* [The request] Reproduce the lines of the listing between the line holding "on the floor" and the line holding "point(219, 107)", inclusive, with nothing added or left out.

++++++

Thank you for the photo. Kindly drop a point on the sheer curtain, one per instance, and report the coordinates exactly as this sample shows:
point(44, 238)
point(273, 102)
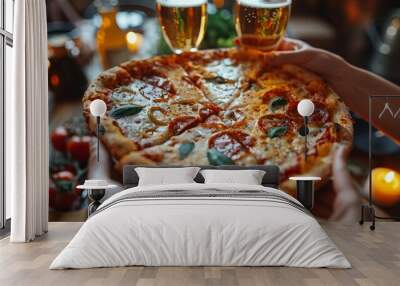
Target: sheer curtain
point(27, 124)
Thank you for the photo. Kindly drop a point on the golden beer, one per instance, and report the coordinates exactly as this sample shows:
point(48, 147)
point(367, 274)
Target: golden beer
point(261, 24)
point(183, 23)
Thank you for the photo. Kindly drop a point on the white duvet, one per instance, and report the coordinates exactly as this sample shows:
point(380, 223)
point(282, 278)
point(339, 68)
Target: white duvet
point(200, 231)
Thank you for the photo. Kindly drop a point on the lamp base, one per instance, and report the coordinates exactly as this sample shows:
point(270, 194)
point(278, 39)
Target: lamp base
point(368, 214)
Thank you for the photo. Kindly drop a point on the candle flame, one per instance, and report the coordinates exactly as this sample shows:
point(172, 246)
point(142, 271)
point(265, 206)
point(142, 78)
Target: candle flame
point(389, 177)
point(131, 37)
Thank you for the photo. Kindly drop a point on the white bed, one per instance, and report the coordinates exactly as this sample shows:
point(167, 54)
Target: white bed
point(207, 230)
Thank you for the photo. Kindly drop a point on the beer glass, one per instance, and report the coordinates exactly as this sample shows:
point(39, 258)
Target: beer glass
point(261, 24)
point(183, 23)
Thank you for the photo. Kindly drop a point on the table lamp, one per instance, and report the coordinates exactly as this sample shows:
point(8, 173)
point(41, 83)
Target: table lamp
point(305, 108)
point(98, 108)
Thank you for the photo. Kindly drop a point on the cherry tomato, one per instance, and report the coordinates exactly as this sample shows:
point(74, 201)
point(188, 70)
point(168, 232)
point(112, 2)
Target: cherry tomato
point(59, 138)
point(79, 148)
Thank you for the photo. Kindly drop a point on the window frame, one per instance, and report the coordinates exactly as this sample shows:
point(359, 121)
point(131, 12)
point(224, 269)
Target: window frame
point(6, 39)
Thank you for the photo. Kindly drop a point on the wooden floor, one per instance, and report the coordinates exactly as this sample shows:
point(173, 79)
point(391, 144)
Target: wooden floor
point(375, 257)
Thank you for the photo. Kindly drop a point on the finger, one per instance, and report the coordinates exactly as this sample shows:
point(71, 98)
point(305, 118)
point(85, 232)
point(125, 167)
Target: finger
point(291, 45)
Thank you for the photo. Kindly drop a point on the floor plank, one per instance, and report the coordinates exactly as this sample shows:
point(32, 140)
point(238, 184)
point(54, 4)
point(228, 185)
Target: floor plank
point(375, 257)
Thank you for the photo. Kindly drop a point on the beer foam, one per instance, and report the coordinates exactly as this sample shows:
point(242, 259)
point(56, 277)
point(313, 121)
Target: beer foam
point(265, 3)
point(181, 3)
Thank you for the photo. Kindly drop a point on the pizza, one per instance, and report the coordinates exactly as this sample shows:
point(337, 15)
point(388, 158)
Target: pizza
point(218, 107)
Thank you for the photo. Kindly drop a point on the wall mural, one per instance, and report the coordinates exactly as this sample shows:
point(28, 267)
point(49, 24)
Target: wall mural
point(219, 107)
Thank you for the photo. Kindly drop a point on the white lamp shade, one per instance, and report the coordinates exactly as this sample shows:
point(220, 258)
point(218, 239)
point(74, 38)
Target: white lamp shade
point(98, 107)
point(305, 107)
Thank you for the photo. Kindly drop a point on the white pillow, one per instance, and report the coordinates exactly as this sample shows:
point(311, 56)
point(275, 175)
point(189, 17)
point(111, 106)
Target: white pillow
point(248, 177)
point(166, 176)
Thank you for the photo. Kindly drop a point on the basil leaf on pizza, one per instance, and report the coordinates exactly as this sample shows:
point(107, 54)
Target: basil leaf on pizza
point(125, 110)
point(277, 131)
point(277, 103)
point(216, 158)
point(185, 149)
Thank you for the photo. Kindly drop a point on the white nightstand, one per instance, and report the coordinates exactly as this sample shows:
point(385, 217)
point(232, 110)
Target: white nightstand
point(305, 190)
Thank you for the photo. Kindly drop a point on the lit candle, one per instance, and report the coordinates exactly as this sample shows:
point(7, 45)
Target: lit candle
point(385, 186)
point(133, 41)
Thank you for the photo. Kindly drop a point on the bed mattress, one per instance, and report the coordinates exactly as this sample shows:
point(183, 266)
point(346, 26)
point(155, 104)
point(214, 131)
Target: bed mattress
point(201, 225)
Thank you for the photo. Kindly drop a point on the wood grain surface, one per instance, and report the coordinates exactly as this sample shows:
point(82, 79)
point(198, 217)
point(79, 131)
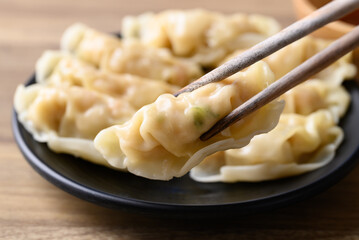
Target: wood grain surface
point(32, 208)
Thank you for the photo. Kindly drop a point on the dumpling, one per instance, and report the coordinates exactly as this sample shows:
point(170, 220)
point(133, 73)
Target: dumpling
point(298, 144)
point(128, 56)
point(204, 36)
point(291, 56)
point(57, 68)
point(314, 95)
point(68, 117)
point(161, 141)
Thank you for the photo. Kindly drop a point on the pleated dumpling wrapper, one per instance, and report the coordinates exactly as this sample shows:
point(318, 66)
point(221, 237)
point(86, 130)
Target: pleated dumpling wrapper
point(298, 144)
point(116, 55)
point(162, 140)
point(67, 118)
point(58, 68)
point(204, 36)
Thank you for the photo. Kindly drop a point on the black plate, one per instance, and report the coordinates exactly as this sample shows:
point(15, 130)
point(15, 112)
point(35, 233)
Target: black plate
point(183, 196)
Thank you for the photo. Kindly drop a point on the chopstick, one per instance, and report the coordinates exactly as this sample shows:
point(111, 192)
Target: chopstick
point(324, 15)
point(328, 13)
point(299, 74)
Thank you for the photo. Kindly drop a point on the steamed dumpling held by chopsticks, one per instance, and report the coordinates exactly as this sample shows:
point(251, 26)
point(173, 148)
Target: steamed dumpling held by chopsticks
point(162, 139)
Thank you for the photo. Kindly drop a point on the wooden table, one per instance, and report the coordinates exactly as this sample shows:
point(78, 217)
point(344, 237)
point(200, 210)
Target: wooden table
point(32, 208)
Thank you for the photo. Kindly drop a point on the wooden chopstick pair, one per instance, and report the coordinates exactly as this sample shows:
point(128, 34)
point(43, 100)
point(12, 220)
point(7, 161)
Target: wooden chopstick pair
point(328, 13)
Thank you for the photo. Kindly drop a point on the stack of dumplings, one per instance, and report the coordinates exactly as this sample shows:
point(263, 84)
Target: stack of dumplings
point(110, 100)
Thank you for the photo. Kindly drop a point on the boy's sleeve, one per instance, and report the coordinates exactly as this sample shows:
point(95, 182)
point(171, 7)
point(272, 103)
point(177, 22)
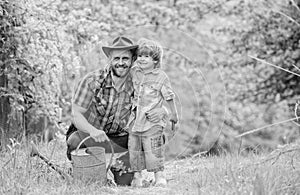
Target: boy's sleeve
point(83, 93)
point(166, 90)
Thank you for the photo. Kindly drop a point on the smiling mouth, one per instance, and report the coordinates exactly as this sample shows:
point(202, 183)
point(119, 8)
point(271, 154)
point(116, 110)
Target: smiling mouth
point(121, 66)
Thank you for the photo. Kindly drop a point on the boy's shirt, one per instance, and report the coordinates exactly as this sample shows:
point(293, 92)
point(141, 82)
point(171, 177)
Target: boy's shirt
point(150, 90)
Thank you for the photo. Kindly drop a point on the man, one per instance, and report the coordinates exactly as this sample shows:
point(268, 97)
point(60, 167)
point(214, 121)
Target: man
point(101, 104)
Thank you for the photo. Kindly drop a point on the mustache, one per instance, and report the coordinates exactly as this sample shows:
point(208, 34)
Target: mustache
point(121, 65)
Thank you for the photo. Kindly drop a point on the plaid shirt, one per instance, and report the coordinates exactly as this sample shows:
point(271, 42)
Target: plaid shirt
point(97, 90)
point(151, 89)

++++++

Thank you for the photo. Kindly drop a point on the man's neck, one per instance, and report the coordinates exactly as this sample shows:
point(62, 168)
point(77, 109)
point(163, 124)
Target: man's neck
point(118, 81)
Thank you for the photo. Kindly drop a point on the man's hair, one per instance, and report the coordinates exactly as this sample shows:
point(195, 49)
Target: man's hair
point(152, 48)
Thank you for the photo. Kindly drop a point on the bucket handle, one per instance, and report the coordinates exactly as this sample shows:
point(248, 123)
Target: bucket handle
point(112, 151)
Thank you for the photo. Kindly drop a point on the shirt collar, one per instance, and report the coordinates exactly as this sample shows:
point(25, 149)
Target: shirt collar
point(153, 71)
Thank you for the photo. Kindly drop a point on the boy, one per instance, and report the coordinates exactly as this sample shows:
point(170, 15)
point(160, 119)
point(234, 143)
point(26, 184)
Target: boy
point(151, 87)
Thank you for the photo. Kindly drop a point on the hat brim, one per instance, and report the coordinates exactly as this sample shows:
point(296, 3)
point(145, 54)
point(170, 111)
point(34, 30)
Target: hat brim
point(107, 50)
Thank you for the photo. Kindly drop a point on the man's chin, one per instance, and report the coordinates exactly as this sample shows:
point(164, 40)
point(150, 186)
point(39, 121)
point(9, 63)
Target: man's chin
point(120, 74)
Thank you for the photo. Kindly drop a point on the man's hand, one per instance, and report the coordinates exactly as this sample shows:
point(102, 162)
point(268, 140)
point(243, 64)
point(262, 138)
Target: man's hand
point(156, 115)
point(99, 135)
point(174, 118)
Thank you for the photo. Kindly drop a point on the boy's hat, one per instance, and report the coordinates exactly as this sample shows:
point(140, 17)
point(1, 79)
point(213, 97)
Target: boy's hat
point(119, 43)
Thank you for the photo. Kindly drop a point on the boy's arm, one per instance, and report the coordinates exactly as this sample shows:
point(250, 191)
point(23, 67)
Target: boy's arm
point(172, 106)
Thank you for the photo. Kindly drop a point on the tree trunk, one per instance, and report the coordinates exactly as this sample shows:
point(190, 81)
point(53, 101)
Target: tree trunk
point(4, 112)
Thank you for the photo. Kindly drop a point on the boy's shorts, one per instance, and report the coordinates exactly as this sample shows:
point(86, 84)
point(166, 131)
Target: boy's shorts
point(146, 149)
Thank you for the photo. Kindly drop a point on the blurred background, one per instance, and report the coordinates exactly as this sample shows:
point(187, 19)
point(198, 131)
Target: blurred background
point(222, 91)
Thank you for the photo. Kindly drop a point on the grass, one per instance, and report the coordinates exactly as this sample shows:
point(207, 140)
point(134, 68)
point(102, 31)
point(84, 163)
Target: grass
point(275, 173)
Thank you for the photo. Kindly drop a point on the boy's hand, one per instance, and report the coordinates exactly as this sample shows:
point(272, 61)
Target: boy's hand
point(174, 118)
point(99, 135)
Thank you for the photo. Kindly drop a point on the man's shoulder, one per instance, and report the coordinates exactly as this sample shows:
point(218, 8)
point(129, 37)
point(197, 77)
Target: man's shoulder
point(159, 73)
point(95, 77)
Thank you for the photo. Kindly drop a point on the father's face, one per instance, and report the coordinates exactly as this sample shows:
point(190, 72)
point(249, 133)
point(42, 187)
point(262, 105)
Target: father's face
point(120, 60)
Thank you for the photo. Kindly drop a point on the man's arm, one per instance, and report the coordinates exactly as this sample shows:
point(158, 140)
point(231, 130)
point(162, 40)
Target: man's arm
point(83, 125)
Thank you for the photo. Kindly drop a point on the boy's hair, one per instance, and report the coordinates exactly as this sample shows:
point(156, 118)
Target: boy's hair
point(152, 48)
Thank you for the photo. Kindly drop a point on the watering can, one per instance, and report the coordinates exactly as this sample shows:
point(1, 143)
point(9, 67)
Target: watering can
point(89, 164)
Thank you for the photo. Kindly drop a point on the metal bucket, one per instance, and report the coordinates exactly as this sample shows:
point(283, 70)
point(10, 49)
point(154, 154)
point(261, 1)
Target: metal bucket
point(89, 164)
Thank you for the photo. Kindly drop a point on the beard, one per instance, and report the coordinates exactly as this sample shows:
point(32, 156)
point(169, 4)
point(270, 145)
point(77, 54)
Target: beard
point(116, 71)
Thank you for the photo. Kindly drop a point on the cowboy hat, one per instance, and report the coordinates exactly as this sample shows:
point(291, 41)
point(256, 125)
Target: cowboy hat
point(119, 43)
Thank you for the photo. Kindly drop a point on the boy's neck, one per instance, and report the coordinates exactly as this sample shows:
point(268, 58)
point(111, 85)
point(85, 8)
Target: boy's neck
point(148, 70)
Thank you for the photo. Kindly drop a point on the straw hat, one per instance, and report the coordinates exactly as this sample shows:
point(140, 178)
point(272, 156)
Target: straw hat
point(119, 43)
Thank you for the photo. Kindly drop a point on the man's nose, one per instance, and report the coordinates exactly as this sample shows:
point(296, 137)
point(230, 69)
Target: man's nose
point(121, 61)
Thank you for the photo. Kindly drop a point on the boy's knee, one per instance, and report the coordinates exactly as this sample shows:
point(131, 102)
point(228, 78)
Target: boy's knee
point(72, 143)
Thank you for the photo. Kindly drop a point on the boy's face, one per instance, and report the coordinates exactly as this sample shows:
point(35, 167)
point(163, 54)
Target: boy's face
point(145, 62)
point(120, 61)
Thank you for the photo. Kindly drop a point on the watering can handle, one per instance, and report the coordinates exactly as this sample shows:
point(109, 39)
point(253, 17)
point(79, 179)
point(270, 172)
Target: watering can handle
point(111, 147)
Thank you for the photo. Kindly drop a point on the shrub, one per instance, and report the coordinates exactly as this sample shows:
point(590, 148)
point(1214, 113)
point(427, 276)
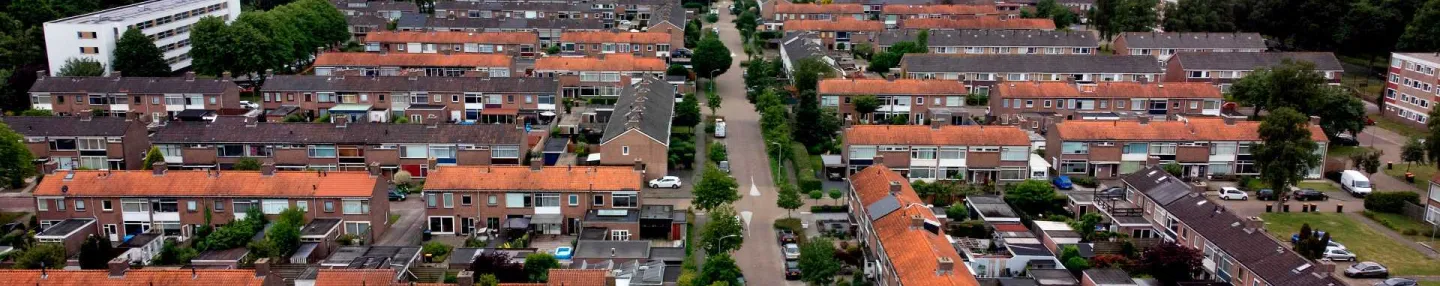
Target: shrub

++++++

* [Final result]
Thank you for the photo. Kindly drop a point on the floor plank, one per instance, and report the coordinates exactly as this sample shows:
point(32, 140)
point(238, 184)
point(54, 4)
point(228, 185)
Target: floor plank
point(375, 257)
Thank you for the photo. Kindly drop a point on the beer foam, one per instance, and report the coordinates exactly as this sample shows:
point(242, 259)
point(56, 277)
point(313, 121)
Target: beer foam
point(265, 3)
point(181, 3)
Thank you for the photo. Kindly drop a point on the pizza, one per instance, and report the coordinates exactly as this sample shows:
point(337, 15)
point(388, 158)
Target: pizza
point(218, 107)
Thank you for the photo. Kindly drop a point on the wall mural, one per instance, and report the coordinates exactly as this sample shows:
point(28, 267)
point(49, 24)
Target: wall mural
point(219, 107)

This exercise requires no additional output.